所给文章:
++++++

现在的CMS系统、博客系统、BBS等都喜欢使用标签tag作交叉链接,因此我也尝鲜用了下。但用了后发现我想查询某个tag的文章列表时速度很慢,达到5秒之久!百思不解(后来终于解决),我的表结构是下面这样的,文章只有690篇。

文章表article(id,title,content)
标签表tag(tid,tag_name)
标签文章中间表article_tag(id,tag_id,article_id)
其中有个标签的tid是135,我帮查询标签tid是135的文章列表
用以下语句时发现速度好慢,我文章才690篇
select id,title from article where id in(
select article_id from article_tag where tag_id=135
)
其中这条速度很快:select article_id from article_tag where tag_id=135
查询结果是五篇文章,id为428,429,430,431,432
我用写死的方式用下面sql来查文章也很快
select id,title from article where id in(
428,429,430,431,432
)
我在SqlServer中好像不会这样慢,不知MySQL怎样写好点,也想不出慢在哪里。

后来我找到了解决方法:

select id,title from article where id in(
select article_id from (select article_id from article_tag where tag_id=135) as tbt
)

其它解决方法:(举例)

mysql> select * from abc_number_prop where number_id in (select number_id from abc_number_phone where phone = '82306839');

为了节省篇幅,省略了输出内容,下同。

67 rows in set (12.00 sec)

只有67行数据返回,却花了12秒,而系统中可能同时会有很多这样的查询,系统肯定扛不住。用desc看一下(注:explain也可)

mysql> desc select * from abc_number_prop where number_id in (select number_id from abc_number_phone where phone = '82306839');
+----+--------------------+------------------+--------+-----------------+-------+---------+------------+---------+--------------------------+
| id | select_type | table | type | possible_keys | key | key_len | ref | rows | Extra |
+----+--------------------+------------------+--------+-----------------+-------+---------+------------+---------+--------------------------+
| 1 | PRIMARY | abc_number_prop | ALL | NULL | NULL | NULL | NULL | 2679838 | Using where |
| 2 | DEPENDENT SUBQUERY | abc_number_phone | eq_ref | phone,number_id | phone | 70 | const,func | 1 | Using where; Using index |
+----+--------------------+------------------+--------+-----------------+-------+---------+------------+---------+--------------------------+
2 rows in set (0.00 sec)

++++++

(标注数据集中的条目)
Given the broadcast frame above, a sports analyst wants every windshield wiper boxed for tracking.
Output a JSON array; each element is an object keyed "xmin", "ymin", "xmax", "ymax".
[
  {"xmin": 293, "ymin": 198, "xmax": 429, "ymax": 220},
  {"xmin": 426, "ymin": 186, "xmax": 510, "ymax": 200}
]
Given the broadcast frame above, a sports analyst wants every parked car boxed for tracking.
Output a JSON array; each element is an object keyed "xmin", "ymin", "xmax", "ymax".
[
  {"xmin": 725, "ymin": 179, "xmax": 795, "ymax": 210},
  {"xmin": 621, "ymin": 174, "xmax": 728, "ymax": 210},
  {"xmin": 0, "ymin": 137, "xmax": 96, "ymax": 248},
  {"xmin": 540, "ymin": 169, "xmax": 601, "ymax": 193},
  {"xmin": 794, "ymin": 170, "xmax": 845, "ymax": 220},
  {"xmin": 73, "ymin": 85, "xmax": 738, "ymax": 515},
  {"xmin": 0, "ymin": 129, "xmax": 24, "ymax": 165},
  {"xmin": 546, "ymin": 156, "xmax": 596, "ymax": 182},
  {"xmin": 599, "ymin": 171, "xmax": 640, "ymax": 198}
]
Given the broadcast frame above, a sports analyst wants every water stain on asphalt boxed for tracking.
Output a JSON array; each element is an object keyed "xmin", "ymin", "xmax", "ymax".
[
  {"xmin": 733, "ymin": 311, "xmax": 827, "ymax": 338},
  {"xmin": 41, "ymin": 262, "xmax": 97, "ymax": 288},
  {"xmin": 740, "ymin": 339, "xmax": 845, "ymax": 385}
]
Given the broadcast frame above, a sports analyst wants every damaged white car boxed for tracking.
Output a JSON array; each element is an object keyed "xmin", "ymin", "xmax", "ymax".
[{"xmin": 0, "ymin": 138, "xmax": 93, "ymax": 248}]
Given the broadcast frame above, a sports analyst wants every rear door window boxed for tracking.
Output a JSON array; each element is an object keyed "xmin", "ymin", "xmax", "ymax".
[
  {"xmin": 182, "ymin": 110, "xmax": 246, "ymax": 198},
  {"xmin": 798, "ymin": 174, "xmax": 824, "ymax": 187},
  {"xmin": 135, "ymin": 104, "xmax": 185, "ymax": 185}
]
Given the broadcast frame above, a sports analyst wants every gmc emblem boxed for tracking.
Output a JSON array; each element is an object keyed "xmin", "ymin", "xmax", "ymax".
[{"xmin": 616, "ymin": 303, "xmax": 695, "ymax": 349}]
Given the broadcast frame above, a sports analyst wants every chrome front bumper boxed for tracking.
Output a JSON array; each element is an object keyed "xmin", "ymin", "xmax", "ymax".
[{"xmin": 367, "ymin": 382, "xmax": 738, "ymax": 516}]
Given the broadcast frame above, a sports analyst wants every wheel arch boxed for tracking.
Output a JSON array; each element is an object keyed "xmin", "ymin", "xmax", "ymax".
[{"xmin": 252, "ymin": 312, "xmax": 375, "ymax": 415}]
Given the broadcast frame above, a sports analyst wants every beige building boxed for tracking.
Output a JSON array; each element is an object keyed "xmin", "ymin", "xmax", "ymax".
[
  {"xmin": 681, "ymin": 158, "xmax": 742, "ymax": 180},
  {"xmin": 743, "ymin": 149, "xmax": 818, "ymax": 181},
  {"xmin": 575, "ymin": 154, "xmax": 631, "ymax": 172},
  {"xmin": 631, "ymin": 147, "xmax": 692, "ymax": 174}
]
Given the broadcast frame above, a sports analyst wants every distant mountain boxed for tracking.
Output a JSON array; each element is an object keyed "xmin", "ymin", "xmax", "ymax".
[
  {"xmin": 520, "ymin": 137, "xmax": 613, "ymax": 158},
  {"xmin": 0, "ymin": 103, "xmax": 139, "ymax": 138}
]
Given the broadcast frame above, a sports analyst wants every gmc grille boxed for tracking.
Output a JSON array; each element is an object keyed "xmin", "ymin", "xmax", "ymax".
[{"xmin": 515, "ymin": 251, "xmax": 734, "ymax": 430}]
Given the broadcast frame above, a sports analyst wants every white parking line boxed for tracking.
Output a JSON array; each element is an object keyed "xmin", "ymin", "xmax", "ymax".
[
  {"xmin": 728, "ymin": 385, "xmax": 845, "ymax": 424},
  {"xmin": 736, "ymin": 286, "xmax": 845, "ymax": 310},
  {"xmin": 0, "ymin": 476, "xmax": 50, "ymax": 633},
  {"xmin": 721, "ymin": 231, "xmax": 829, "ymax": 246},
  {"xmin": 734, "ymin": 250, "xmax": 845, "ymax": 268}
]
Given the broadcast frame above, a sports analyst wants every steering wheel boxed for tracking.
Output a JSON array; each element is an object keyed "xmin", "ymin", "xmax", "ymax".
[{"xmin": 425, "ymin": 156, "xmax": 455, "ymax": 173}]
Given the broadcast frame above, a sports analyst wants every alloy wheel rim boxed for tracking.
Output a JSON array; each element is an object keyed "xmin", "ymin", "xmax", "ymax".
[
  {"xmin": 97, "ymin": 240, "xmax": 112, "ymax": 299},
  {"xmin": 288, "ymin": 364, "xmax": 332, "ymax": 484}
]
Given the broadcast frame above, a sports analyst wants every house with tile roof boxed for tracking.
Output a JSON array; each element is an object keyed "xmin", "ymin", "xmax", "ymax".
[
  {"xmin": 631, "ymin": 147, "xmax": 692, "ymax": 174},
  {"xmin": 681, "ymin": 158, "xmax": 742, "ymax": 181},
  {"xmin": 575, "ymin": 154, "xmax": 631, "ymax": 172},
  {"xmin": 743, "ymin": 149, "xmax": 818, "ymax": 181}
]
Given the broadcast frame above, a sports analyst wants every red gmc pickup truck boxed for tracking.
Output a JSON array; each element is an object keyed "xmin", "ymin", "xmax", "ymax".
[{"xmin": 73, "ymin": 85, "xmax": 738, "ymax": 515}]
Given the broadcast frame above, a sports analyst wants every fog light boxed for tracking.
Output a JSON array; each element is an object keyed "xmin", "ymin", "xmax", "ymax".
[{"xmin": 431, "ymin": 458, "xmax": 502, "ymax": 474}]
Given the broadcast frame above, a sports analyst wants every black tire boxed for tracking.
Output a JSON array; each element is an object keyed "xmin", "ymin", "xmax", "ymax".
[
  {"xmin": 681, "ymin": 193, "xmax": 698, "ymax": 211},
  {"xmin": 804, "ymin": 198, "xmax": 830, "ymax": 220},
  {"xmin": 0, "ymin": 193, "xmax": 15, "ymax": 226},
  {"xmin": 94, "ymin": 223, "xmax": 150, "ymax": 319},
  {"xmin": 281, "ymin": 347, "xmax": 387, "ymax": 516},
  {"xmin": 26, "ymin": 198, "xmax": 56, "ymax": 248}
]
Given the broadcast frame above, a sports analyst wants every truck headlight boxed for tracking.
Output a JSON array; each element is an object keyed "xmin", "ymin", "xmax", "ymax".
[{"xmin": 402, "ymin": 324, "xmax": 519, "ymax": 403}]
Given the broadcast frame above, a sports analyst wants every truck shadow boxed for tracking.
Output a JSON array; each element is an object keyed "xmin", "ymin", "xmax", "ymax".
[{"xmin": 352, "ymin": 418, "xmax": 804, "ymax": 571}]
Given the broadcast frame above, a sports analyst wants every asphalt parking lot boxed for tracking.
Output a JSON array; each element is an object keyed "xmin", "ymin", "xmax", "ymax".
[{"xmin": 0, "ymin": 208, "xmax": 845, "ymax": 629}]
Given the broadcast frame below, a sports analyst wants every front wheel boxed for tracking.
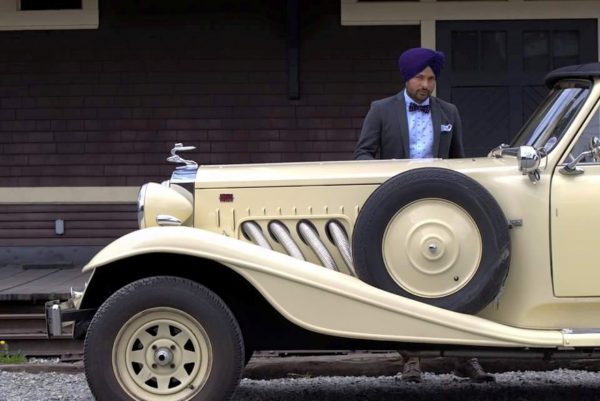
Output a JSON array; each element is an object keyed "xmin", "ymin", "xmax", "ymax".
[{"xmin": 84, "ymin": 276, "xmax": 244, "ymax": 401}]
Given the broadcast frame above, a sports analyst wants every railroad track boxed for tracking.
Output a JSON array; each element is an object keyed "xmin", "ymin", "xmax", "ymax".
[{"xmin": 0, "ymin": 312, "xmax": 83, "ymax": 360}]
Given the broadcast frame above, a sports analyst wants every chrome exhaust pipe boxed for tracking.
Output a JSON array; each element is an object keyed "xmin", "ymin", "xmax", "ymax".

++++++

练习任务:
**a.** 照录这篇关于MySQL子查询的文章中从“标签文章中间表article_tag(id,tag_id,article_id)”到“样写好点,也想不出慢在哪里。”之间的文字，首尾两处都包括在内。
**b.** 从上面的记录中挑出所有含有字符串“white”的行，逐行照抄，匹配时区分大小写。

各题答案:
**a.**
标签文章中间表article_tag(id,tag_id,article_id)
其中有个标签的tid是135,我帮查询标签tid是135的文章列表
用以下语句时发现速度好慢,我文章才690篇
select id,title from article where id in(
select article_id from article_tag where tag_id=135
)
其中这条速度很快:select article_id from article_tag where tag_id=135
查询结果是五篇文章,id为428,429,430,431,432
我用写死的方式用下面sql来查文章也很快
select id,title from article where id in(
428,429,430,431,432
)
我在SqlServer中好像不会这样慢,不知MySQL怎样写好点,也想不出慢在哪里。

**b.**
Given the broadcast frame above, a sports analyst wants every damaged white car boxed for tracking.
Given the broadcast frame above, a sports analyst wants every white parking line boxed for tracking.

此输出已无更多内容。